### GIVEN TASK
Retype the stretch of rows from the line containing "Indicate every instance of the soccer player" through the line containing "Target: blue sock", both ends included, keeping every character as it stands.

### GIVEN ENTRIES
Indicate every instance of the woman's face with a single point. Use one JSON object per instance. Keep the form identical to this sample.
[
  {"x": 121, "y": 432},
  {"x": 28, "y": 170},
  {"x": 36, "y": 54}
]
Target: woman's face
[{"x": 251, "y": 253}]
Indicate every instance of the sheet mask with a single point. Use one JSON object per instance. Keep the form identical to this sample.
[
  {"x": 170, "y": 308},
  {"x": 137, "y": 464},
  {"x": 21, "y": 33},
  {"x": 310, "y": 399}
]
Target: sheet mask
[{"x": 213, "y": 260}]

* * *

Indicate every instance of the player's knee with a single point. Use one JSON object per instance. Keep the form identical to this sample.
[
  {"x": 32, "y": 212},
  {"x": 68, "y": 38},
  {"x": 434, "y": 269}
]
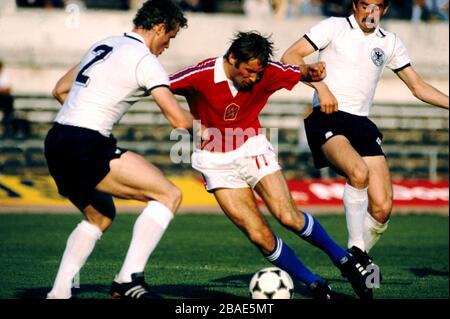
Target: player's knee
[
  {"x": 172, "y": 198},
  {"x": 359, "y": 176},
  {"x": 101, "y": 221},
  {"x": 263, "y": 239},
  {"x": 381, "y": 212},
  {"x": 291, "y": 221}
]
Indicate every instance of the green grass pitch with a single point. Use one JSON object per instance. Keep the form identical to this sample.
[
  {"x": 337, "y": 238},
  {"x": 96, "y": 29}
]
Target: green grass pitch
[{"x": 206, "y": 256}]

* * *

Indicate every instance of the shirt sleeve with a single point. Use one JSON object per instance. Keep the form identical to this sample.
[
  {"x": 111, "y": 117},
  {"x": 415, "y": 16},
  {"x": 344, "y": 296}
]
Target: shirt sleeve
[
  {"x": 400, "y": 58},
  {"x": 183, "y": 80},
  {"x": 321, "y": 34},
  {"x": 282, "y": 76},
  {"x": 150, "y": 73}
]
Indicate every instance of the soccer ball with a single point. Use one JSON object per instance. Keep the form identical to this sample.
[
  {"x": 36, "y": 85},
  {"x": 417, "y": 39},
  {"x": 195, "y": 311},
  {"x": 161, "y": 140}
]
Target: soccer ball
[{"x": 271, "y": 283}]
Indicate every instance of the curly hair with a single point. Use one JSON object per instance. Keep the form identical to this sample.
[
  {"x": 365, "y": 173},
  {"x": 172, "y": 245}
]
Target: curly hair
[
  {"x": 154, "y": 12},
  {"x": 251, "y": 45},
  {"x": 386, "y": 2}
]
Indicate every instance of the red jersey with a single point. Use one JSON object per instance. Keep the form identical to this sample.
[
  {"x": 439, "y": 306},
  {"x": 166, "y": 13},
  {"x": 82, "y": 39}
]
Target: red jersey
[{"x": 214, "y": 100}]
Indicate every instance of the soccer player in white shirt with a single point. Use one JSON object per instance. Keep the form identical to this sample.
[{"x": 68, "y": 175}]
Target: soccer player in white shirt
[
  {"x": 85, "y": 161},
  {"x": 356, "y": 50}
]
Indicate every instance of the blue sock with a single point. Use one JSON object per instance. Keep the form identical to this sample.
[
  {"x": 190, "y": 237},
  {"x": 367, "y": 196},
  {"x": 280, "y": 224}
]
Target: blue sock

### ANSWER
Indicate every instance of the soccer player in white shirt with a single point. Use one JSON object per instance. Keep the form identical to this sample.
[{"x": 68, "y": 175}]
Target: soccer player in white shirt
[
  {"x": 85, "y": 161},
  {"x": 356, "y": 50}
]
Indicate every instance of the blue sock with a single point. Use one JSON object per instance. Keep the form identical to this sample.
[
  {"x": 190, "y": 237},
  {"x": 367, "y": 196},
  {"x": 280, "y": 224}
]
Target: blue sock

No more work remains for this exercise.